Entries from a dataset
· · · · · · ·
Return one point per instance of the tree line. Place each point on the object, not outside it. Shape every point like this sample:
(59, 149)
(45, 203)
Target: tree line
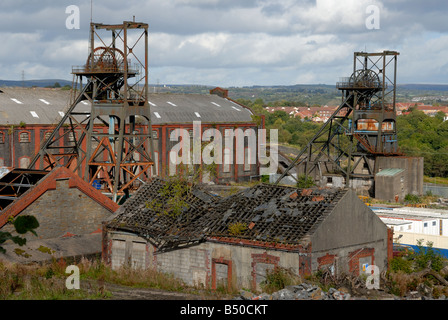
(419, 135)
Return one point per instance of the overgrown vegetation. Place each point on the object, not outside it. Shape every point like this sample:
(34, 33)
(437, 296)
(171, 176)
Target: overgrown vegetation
(278, 278)
(22, 225)
(47, 281)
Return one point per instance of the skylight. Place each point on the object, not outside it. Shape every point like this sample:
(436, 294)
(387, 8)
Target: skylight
(16, 101)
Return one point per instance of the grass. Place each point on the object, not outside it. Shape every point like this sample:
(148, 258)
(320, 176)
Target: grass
(436, 180)
(47, 281)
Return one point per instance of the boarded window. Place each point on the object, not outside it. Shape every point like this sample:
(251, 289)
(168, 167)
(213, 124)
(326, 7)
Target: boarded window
(138, 257)
(118, 254)
(24, 162)
(24, 137)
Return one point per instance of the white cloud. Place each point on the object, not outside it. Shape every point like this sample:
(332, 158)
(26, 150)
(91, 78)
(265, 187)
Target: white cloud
(230, 42)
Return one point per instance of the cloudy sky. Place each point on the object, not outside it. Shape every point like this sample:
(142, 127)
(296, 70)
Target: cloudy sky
(234, 42)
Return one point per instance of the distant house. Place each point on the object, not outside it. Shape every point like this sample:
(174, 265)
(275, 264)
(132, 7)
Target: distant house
(233, 241)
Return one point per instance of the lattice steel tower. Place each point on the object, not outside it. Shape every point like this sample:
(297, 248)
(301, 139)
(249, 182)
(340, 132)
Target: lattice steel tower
(361, 129)
(119, 155)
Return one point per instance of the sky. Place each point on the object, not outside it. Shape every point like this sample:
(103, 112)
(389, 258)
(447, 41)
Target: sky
(233, 43)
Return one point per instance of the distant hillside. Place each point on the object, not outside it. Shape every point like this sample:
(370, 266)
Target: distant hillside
(34, 83)
(424, 87)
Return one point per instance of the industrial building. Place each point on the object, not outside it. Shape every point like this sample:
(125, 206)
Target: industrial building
(411, 225)
(232, 241)
(69, 211)
(29, 115)
(359, 139)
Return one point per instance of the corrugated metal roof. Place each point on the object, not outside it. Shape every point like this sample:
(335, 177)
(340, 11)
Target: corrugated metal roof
(390, 172)
(47, 106)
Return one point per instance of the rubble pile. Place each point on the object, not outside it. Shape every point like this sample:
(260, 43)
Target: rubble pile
(306, 291)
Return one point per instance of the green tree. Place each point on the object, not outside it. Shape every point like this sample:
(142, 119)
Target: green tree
(22, 225)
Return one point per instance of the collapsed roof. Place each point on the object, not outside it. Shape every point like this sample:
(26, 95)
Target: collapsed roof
(265, 213)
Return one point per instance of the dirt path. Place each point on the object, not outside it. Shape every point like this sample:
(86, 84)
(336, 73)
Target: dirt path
(119, 292)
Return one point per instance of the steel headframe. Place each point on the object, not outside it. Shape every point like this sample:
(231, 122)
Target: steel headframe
(115, 96)
(362, 128)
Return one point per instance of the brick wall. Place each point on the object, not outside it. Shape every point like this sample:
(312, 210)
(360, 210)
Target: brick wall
(64, 210)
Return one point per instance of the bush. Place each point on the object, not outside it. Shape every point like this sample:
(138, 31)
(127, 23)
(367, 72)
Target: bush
(277, 278)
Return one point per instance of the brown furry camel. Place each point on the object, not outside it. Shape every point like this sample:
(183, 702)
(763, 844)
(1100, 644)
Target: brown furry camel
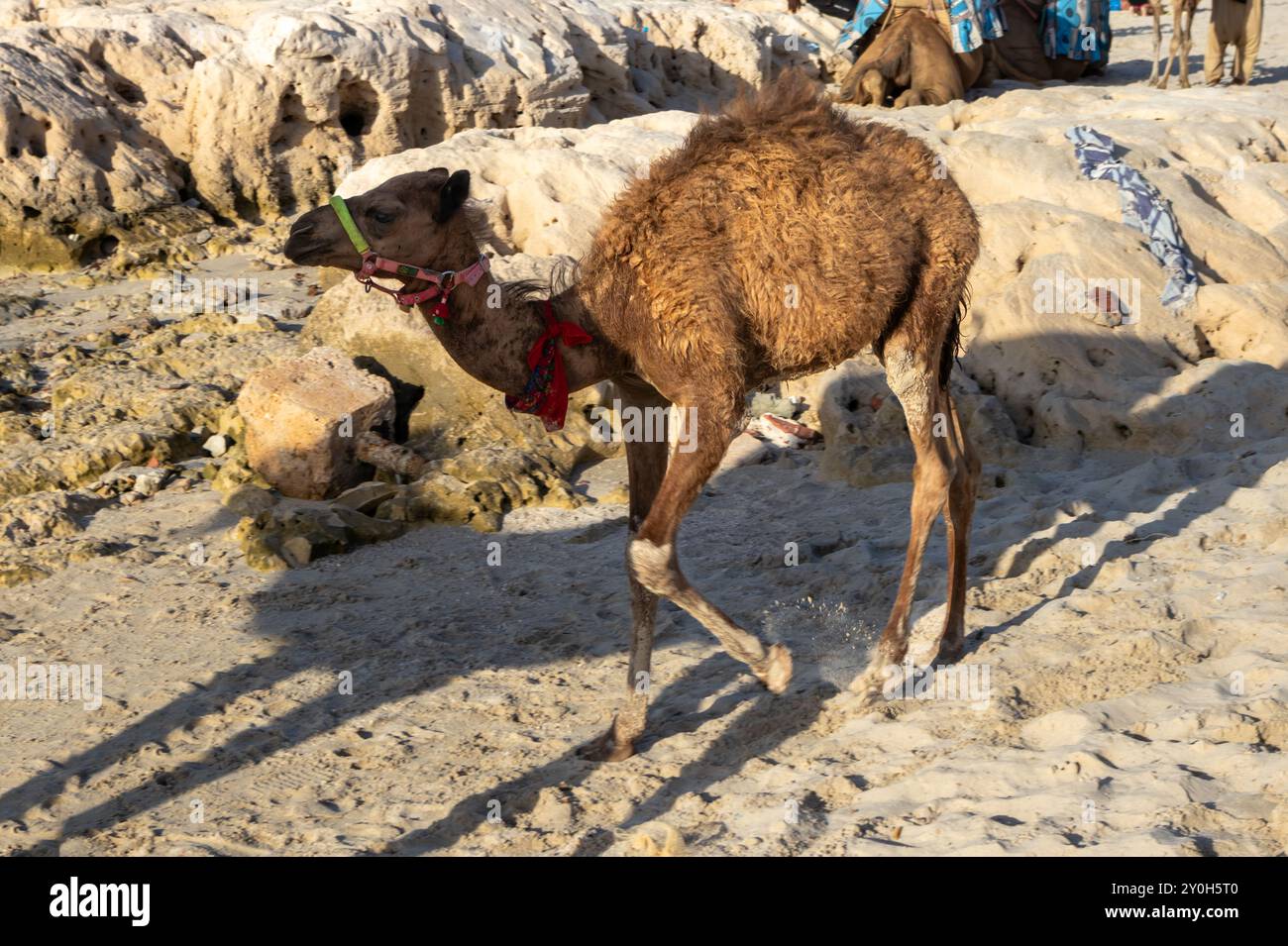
(1179, 50)
(911, 63)
(735, 262)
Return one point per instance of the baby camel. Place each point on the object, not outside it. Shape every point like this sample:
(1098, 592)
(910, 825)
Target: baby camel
(778, 240)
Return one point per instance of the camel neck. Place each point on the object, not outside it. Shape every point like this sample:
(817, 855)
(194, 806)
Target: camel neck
(492, 328)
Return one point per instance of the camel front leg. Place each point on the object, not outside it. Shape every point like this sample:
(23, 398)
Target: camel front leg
(707, 428)
(645, 467)
(1155, 8)
(1185, 48)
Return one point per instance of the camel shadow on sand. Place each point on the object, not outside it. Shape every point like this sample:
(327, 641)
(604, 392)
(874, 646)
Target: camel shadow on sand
(429, 654)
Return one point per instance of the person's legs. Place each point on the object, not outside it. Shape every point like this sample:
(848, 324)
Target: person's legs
(1248, 42)
(1214, 65)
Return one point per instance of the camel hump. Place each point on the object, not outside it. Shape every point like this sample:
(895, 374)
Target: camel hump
(790, 98)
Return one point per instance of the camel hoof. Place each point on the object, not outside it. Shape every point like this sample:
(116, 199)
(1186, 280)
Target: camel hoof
(949, 653)
(777, 670)
(864, 695)
(606, 748)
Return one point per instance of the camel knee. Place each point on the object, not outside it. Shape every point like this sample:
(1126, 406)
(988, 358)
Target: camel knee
(655, 567)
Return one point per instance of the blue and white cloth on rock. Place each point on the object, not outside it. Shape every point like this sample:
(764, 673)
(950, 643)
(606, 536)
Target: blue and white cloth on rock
(1142, 207)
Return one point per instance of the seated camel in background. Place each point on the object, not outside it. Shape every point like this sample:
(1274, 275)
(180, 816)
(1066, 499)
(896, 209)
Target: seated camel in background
(911, 62)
· · · · · · ·
## Written request:
Lay out every line of the records above as a Markdown table with the columns "Row" and "Line". Number the rows, skip blank lines, and leave the pictures out.

## Solution for this task:
| Row | Line |
|---|---|
| 1 | Return one point per instance of the tree line. Place each point on the object, not outside it. Shape every point like this sample: |
| 2 | (59, 149) |
| 3 | (45, 203) |
| 4 | Target: tree line |
| 5 | (419, 135) |
| 6 | Return one point per instance of the overgrown vegetation. Place each point on the object, not outside it. Shape every point like this sample: |
| 7 | (34, 33) |
| 8 | (437, 296) |
| 9 | (171, 176) |
| 10 | Target: overgrown vegetation |
| 11 | (278, 278) |
| 12 | (22, 225) |
| 13 | (47, 281) |
| 14 | Return one point per instance of the skylight. Place each point on the object, not outside it. Shape every point like this sample: |
| 15 | (436, 294) |
| 16 | (387, 8) |
| 17 | Target: skylight |
| 18 | (16, 101) |
| 19 | Return one point per instance of the grass. Place each point on the object, not outside it. Shape every point like this sample: |
| 20 | (148, 258) |
| 21 | (320, 176) |
| 22 | Target: grass |
| 23 | (436, 180) |
| 24 | (47, 281) |
| 25 | Return one point per instance of the boarded window. Place each point on the object, not outside it. Shape every point like this sample: |
| 26 | (251, 289) |
| 27 | (168, 167) |
| 28 | (213, 124) |
| 29 | (326, 7) |
| 30 | Target: boarded window |
| 31 | (138, 257) |
| 32 | (118, 254) |
| 33 | (24, 162) |
| 34 | (24, 137) |
| 35 | Return one point per instance of the white cloud. Place each point on the object, not outside it. Shape every point like this sample: |
| 36 | (332, 158) |
| 37 | (26, 150) |
| 38 | (91, 78) |
| 39 | (265, 187) |
| 40 | Target: white cloud |
| 41 | (230, 42) |
| 42 | Return one point per instance of the cloudy sky. Place each point on the object, not outside it. Shape every point like this sample: |
| 43 | (142, 127) |
| 44 | (296, 70) |
| 45 | Target: cloudy sky |
| 46 | (234, 42) |
| 47 | Return one point per instance of the distant house. Place each point on the object, not outside it. Shape every point like this sample: |
| 48 | (174, 265) |
| 49 | (275, 264) |
| 50 | (132, 7) |
| 51 | Target: distant house |
| 52 | (233, 241) |
| 53 | Return one point per instance of the lattice steel tower. Place each point on the object, not outside it. Shape every point like this sample: |
| 54 | (297, 248) |
| 55 | (301, 139) |
| 56 | (249, 182) |
| 57 | (340, 132) |
| 58 | Target: lattice steel tower |
| 59 | (361, 129) |
| 60 | (119, 155) |
| 61 | Return one point per instance of the sky. Place each point on the object, not outside it. Shape every point like this sample: |
| 62 | (103, 112) |
| 63 | (389, 258) |
| 64 | (447, 41) |
| 65 | Target: sky |
| 66 | (233, 43) |
| 67 | Return one point per instance of the distant hillside. Place each point on the object, not outside it. Shape every point like this sample: |
| 68 | (370, 266) |
| 69 | Target: distant hillside |
| 70 | (34, 83) |
| 71 | (424, 87) |
| 72 | Return one point per instance of the industrial building. Place each point on the object, not outside it. Shape every point like this sample: |
| 73 | (125, 206) |
| 74 | Target: industrial building |
| 75 | (411, 225) |
| 76 | (232, 241) |
| 77 | (69, 211) |
| 78 | (29, 115) |
| 79 | (359, 139) |
| 80 | Return one point per instance of the corrugated metal roof. Place each point on the object, not outside it. Shape every point like this sample: |
| 81 | (335, 177) |
| 82 | (340, 11) |
| 83 | Target: corrugated metal roof |
| 84 | (390, 172) |
| 85 | (47, 106) |
| 86 | Return one point per instance of the rubble pile. Place each point on the object, not outside it. Shape every point like this sample: |
| 87 | (260, 43) |
| 88 | Target: rubble pile |
| 89 | (306, 291) |
| 90 | Return one point per instance of the green tree. Place each point on the object, not outside it. Shape every point like this sample: |
| 91 | (142, 119) |
| 92 | Target: green tree |
| 93 | (22, 225) |
| 94 | Return one point per instance of the collapsed roof. Place each point on the object, not outside it. Shape every point like this sample: |
| 95 | (26, 95) |
| 96 | Target: collapsed roof |
| 97 | (265, 213) |
| 98 | Return one point per instance of the dirt path. Place each point on the object, not outside it. Shape every point like this sample: |
| 99 | (86, 84) |
| 100 | (336, 73) |
| 101 | Target: dirt path |
| 102 | (119, 292) |
| 103 | Return one point per instance of the steel headframe. Place each point on the object, not outside it. Shape every point like this sample: |
| 104 | (231, 122) |
| 105 | Target: steel headframe |
| 106 | (115, 96) |
| 107 | (362, 128) |
| 108 | Return one point per instance of the brick wall. Place each point on the object, not outside it. Shape every point like this sample: |
| 109 | (312, 210) |
| 110 | (360, 210) |
| 111 | Target: brick wall |
| 112 | (64, 210) |
| 113 | Return one point per instance of the bush. Place each point on the object, not outside it. Shape every point like this sample: |
| 114 | (138, 31) |
| 115 | (127, 23) |
| 116 | (367, 72) |
| 117 | Target: bush |
| 118 | (277, 278) |
| 119 | Return one point per instance of the brown furry camel. Place each point on the object, not outside it. Shape every point like this sample: |
| 120 | (183, 702) |
| 121 | (763, 844) |
| 122 | (1100, 644) |
| 123 | Target: brown furry camel |
| 124 | (1179, 50) |
| 125 | (911, 63) |
| 126 | (735, 262) |
| 127 | Return one point per instance of the baby camel. Place each point on the object, not outside it. Shape every point like this sample: |
| 128 | (1098, 592) |
| 129 | (910, 825) |
| 130 | Target: baby camel |
| 131 | (778, 240) |
| 132 | Return one point per instance of the camel neck. Place each point on the object, not outside it. Shape every point like this sample: |
| 133 | (817, 855) |
| 134 | (194, 806) |
| 135 | Target: camel neck |
| 136 | (492, 328) |
| 137 | Return one point per instance of the camel front leg. Place each point on the object, not outside it. Shape every point like this sample: |
| 138 | (23, 398) |
| 139 | Target: camel front leg |
| 140 | (707, 428) |
| 141 | (645, 467) |
| 142 | (1155, 8) |
| 143 | (1185, 48) |
| 144 | Return one point per instance of the camel shadow on sand. Place each point on the object, not outside it. Shape every point like this sample: |
| 145 | (327, 641) |
| 146 | (604, 392) |
| 147 | (874, 646) |
| 148 | Target: camel shadow on sand |
| 149 | (429, 654) |
| 150 | Return one point per instance of the person's legs. Place each point on the object, not outside it. Shape every point like this sample: |
| 151 | (848, 324) |
| 152 | Target: person's legs |
| 153 | (1248, 42) |
| 154 | (1214, 65) |
| 155 | Return one point per instance of the camel hump. Place each point on the object, not outside it. Shape every point like this sample: |
| 156 | (895, 374) |
| 157 | Target: camel hump |
| 158 | (790, 98) |
| 159 | Return one point per instance of the camel hoof. Place each point on the object, not outside it. Shape every point like this sample: |
| 160 | (116, 199) |
| 161 | (1186, 280) |
| 162 | Target: camel hoof |
| 163 | (949, 653) |
| 164 | (777, 670) |
| 165 | (864, 695) |
| 166 | (606, 748) |
| 167 | Return one point per instance of the camel knee. Place each point on the object, not outside it. Shape every point like this sample: |
| 168 | (1126, 406) |
| 169 | (988, 358) |
| 170 | Target: camel knee |
| 171 | (655, 567) |
| 172 | Return one point per instance of the blue and white cloth on rock. Place each point on the object, not outside it. Shape every point like this sample: |
| 173 | (764, 673) |
| 174 | (950, 643) |
| 175 | (606, 536) |
| 176 | Target: blue and white cloth on rock |
| 177 | (1142, 207) |
| 178 | Return one point per instance of the seated camel in background. Place each point on the object, not outside it. Shape every point like this sample: |
| 179 | (1274, 275) |
| 180 | (180, 816) |
| 181 | (1066, 499) |
| 182 | (896, 209) |
| 183 | Target: seated camel in background |
| 184 | (911, 62) |